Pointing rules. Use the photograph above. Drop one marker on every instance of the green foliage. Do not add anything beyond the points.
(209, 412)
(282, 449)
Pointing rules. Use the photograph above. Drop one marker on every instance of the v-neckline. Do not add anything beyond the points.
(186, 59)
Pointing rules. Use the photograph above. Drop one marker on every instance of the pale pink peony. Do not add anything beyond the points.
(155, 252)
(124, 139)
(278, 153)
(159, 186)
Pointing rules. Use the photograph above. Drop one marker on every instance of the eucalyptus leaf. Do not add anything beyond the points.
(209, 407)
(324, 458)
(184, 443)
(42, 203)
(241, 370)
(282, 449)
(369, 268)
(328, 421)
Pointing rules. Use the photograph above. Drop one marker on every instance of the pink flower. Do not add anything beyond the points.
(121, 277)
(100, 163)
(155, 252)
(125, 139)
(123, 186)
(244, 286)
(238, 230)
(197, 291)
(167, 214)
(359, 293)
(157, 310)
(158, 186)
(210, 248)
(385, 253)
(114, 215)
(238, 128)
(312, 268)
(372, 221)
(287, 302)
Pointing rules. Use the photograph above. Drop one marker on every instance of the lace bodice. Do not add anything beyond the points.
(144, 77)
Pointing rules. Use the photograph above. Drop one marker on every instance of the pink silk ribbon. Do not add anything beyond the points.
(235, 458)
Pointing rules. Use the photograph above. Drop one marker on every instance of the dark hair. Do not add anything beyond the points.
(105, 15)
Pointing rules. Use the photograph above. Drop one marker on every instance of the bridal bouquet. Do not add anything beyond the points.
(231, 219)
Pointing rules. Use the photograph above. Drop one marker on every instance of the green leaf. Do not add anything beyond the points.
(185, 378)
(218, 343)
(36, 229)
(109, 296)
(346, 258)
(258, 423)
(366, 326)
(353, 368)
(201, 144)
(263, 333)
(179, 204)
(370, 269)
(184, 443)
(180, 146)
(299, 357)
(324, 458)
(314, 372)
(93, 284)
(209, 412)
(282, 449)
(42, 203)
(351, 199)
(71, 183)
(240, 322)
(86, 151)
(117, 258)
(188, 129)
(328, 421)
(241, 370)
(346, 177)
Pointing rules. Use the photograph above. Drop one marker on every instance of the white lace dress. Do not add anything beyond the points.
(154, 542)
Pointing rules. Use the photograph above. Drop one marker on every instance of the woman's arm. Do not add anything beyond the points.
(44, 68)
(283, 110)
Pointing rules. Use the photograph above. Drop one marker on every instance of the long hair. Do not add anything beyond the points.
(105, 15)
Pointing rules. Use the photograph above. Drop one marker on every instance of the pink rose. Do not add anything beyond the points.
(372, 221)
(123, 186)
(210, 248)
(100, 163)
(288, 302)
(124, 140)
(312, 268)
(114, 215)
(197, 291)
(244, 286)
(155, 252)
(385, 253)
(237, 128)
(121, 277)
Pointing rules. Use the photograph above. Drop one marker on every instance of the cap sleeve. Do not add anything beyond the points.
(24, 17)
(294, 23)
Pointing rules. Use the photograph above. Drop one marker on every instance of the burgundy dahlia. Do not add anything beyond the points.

━━━━━━━━

Set exercise = Recast all the records above as a JSON list of strings, with one string for each line and blank lines left out.

Answer to the exercise =
[
  "Pointing rules. Use the photograph above. Drop one marker on every instance of the green foliage. Do not add anything beyond the points.",
  "(209, 412)",
  "(282, 449)",
  "Pointing rules. Use the photograph above. Drop one marker on every instance of the v-neckline. Do not add anything beyond the points.",
  "(186, 59)",
  "Pointing rules. Use the photograph above. Drop one marker on every instance of the pale pink peony. Do not add anything beyond the points.",
  "(155, 252)",
  "(124, 139)",
  "(278, 153)",
  "(159, 186)",
  "Pointing rules. Use the photograph above. Drop one marker on every instance of the eucalyptus leaf. Do not add anything beyond the points.",
  "(209, 407)",
  "(324, 458)",
  "(184, 443)",
  "(42, 203)",
  "(241, 370)",
  "(282, 449)",
  "(369, 268)",
  "(328, 421)",
  "Pointing rules. Use the photograph above. Drop one marker on every instance of the pink flower. Do not add anything beyond the points.",
  "(121, 277)",
  "(100, 163)",
  "(155, 252)",
  "(125, 139)",
  "(123, 186)",
  "(244, 286)",
  "(238, 230)",
  "(197, 291)",
  "(167, 214)",
  "(359, 293)",
  "(157, 310)",
  "(158, 186)",
  "(210, 248)",
  "(385, 253)",
  "(114, 215)",
  "(238, 128)",
  "(312, 268)",
  "(372, 221)",
  "(287, 302)",
  "Pointing rules. Use the photograph above. Drop one marker on every instance of the lace bodice. Do not add anything beyond the points.",
  "(144, 77)",
  "Pointing rules. Use the photograph above. Drop one marker on every instance of the pink silk ribbon. Do not add anything beyond the points.",
  "(235, 458)",
  "Pointing rules. Use the photograph above. Drop one marker on every instance of the dark hair. Do not add anything beyond the points.",
  "(105, 15)",
  "Pointing rules. Use the photograph above. Drop one marker on every instance of the bridal bouquet. Do not add anything beyond the points.",
  "(231, 219)",
  "Pointing rules. Use the photograph above. Drop one marker on every instance of the green leaf. Do not add anything beyond the points.",
  "(185, 378)",
  "(218, 343)",
  "(36, 229)",
  "(109, 296)",
  "(346, 258)",
  "(258, 423)",
  "(366, 326)",
  "(353, 368)",
  "(201, 144)",
  "(263, 333)",
  "(179, 204)",
  "(370, 269)",
  "(184, 443)",
  "(180, 146)",
  "(299, 357)",
  "(324, 458)",
  "(314, 372)",
  "(93, 284)",
  "(209, 412)",
  "(282, 449)",
  "(42, 203)",
  "(351, 199)",
  "(71, 183)",
  "(240, 322)",
  "(86, 151)",
  "(117, 258)",
  "(188, 129)",
  "(328, 421)",
  "(241, 370)",
  "(346, 177)",
  "Pointing rules. Use the photograph above. Drop one marker on every instance of the white lace dress. Do not add anything beyond the points.",
  "(154, 542)",
  "Pointing rules. Use the photograph above. Drop one marker on every instance of the woman's arm. Do not add anything beyond the points.",
  "(44, 68)",
  "(283, 110)",
  "Pointing rules. Use the photograph above. Drop one marker on every instance of the long hair. Do not add anything beyond the points.",
  "(105, 15)",
  "Pointing rules. Use the photograph above. Drop one marker on every instance of the pink rose. Do not add anything beyond the points.",
  "(372, 221)",
  "(123, 186)",
  "(210, 248)",
  "(100, 163)",
  "(288, 302)",
  "(124, 140)",
  "(312, 268)",
  "(114, 215)",
  "(197, 291)",
  "(244, 286)",
  "(155, 252)",
  "(385, 253)",
  "(237, 128)",
  "(121, 277)",
  "Pointing rules. Use the photograph above. Drop one marker on every instance of the cap sleeve. Do not add anything beyond the points.",
  "(24, 17)",
  "(294, 23)",
  "Pointing rules. Use the photograph above. Drop one marker on every instance of the burgundy dahlia. Do not add anything beyond the points."
]